▸ Directive
Please copy each of the entries below word for word, omitting the pictures.
------------------------------------------------------------
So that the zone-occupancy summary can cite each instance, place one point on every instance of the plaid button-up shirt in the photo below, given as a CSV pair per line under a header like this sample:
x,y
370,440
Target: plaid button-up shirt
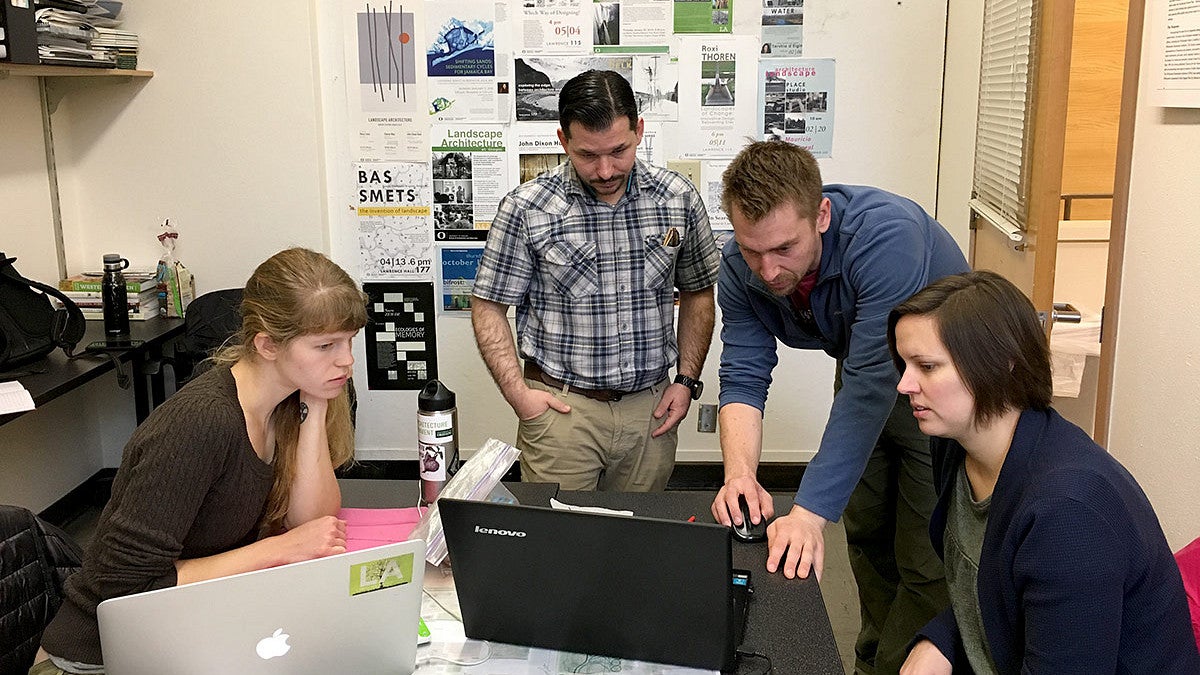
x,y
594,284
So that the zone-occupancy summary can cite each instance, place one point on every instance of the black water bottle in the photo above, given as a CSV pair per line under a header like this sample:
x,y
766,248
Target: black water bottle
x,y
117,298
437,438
------------------------------------------------------------
▸ Response to this exercise
So that the zone-occupancy summary can cite each instance, place one point on every instance of the plaid button-up shirt in the photo below, given as a CSV pair per line under a header like this sample:
x,y
370,440
Target: plaid button-up shirt
x,y
594,284
So that the zone-occupancy summary can cite each instance, place one point on every instance of the black water bottle in the photo above, given as a CSV pair per line under a header like this sample:
x,y
766,248
Target: black water bottle
x,y
117,298
437,438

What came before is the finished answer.